■ EXERCISE DESCRIPTION: Filter the items below and copy out each line that contains the string "triangle", leaving the lines unchanged.

■ LISTED ENTRIES:
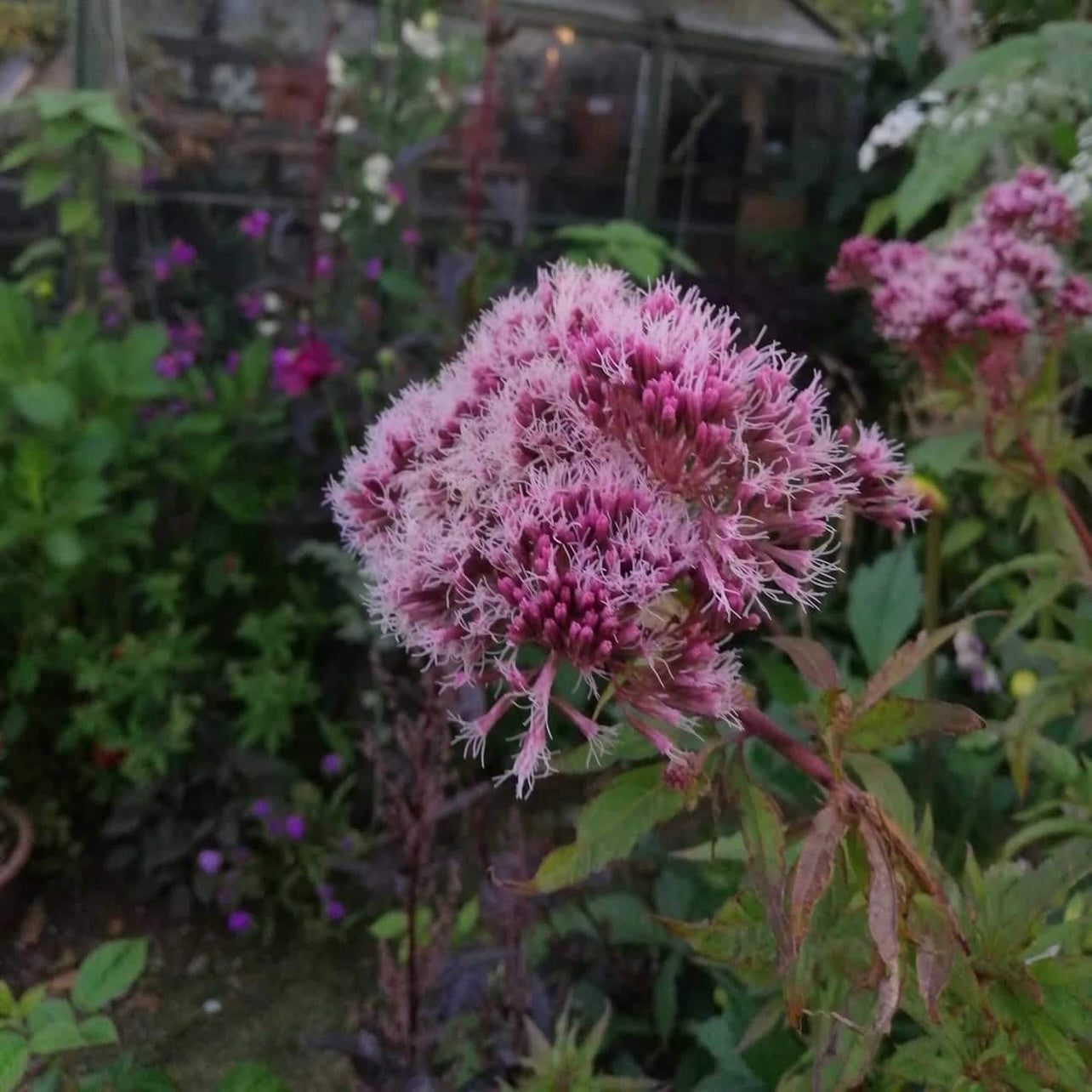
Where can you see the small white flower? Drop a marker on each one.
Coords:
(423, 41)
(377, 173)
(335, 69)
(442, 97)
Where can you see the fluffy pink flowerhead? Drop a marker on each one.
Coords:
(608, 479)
---
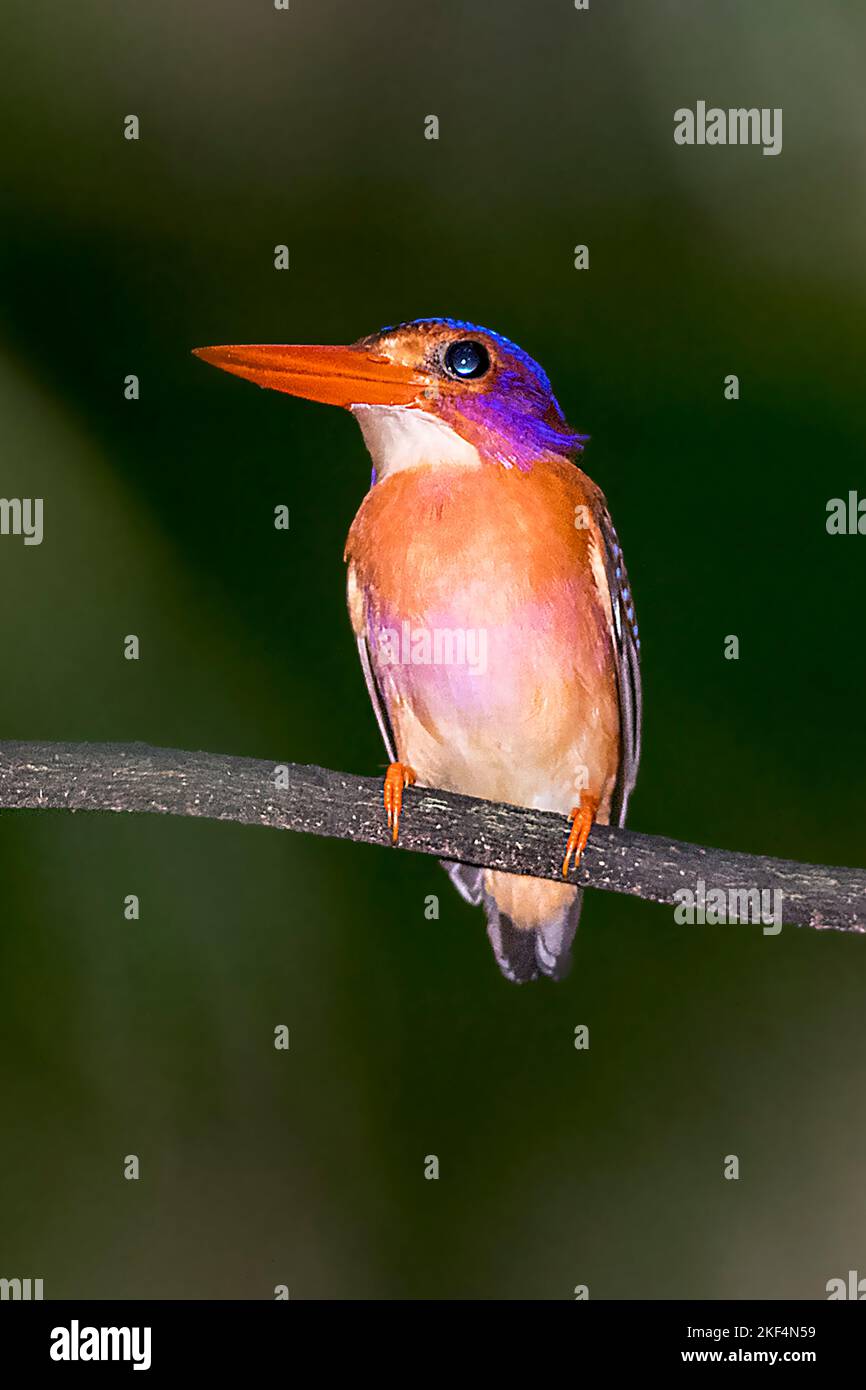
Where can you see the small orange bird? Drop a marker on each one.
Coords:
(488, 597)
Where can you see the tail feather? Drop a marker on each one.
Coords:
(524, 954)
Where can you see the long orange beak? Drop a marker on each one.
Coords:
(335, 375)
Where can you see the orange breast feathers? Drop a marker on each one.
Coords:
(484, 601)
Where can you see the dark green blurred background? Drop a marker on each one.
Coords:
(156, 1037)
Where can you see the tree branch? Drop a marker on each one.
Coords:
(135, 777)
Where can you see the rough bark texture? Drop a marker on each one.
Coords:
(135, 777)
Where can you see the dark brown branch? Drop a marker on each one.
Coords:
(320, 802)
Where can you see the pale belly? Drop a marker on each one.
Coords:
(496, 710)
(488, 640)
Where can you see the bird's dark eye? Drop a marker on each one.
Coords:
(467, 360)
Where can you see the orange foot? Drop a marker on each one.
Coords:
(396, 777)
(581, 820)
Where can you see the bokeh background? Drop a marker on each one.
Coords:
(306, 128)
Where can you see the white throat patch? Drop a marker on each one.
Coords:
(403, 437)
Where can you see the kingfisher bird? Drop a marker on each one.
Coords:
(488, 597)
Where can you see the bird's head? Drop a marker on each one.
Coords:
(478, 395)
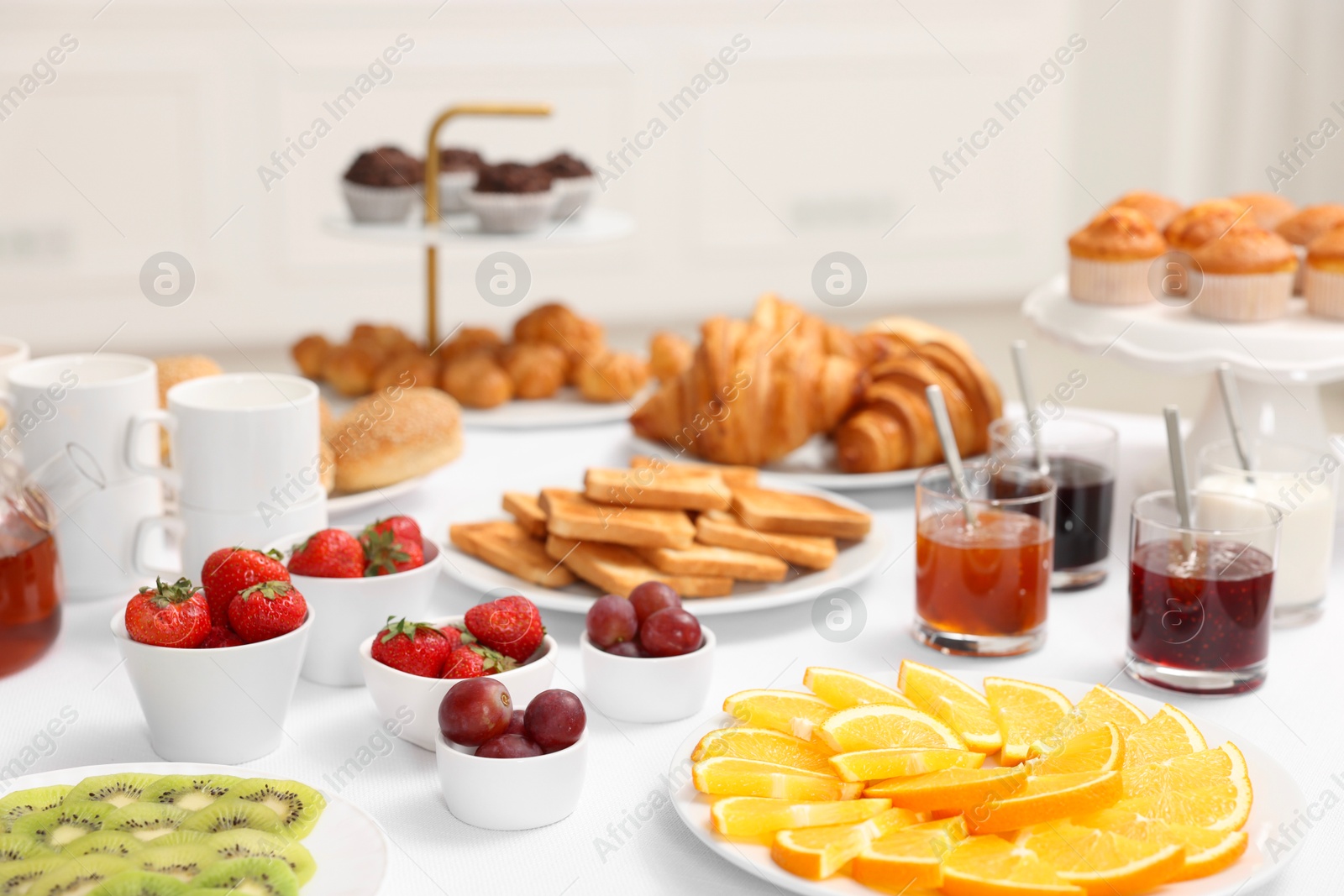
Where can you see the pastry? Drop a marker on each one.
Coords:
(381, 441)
* * *
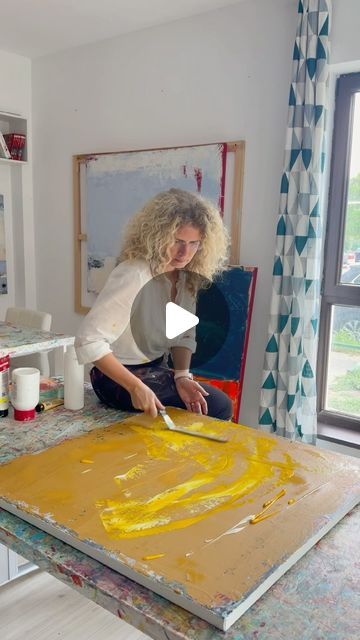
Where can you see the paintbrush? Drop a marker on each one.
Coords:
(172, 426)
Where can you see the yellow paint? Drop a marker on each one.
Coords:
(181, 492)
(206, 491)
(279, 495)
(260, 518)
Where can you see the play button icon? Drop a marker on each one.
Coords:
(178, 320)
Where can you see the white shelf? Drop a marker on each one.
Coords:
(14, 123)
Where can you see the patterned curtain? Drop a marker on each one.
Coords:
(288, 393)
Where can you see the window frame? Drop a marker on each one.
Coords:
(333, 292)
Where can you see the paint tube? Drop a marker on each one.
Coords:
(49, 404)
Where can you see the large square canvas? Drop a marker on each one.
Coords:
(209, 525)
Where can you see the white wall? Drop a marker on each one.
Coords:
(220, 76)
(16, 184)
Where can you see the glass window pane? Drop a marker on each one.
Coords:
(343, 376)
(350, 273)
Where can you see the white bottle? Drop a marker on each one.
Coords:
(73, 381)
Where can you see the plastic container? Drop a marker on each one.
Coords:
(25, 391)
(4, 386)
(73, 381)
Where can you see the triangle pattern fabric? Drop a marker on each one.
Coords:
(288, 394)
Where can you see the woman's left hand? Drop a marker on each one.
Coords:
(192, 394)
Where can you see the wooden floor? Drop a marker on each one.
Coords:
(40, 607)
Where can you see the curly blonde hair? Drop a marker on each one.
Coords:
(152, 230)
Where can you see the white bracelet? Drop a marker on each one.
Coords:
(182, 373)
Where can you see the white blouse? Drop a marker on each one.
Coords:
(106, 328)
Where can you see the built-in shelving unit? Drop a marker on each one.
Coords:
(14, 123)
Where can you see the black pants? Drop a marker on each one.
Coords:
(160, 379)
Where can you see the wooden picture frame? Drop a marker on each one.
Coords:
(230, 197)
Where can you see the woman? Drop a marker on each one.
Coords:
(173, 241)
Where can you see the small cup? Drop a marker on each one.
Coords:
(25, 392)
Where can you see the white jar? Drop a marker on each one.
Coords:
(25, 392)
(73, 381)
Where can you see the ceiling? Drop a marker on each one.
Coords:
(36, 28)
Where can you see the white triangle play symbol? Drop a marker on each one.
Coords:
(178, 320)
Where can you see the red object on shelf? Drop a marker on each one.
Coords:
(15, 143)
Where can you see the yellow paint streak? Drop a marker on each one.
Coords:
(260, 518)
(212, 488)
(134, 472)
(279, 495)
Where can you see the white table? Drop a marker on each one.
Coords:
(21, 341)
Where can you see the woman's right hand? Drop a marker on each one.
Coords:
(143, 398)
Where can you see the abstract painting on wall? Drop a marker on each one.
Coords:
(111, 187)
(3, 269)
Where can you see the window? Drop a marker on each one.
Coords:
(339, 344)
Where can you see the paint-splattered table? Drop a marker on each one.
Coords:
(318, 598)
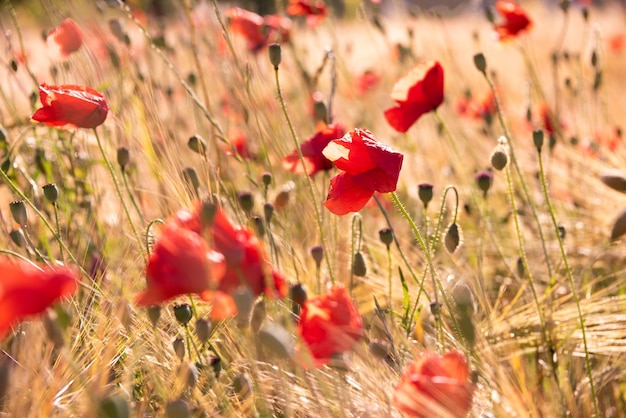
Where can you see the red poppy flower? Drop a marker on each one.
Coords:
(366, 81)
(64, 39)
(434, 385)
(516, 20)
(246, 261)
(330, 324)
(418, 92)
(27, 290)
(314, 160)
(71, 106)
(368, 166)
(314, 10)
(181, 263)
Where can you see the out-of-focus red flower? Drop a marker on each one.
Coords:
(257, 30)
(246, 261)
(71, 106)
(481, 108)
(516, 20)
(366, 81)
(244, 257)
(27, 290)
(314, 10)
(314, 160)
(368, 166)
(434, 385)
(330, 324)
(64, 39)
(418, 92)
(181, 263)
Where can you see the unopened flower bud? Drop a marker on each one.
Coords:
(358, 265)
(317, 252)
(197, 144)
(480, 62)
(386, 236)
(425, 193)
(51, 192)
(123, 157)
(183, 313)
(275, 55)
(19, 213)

■ EXERCISE ANSWER:
Where can you see the triangle pattern fabric? Drop a marker on each one.
Where can you see the white triangle play symbol? Drop a marker on each one.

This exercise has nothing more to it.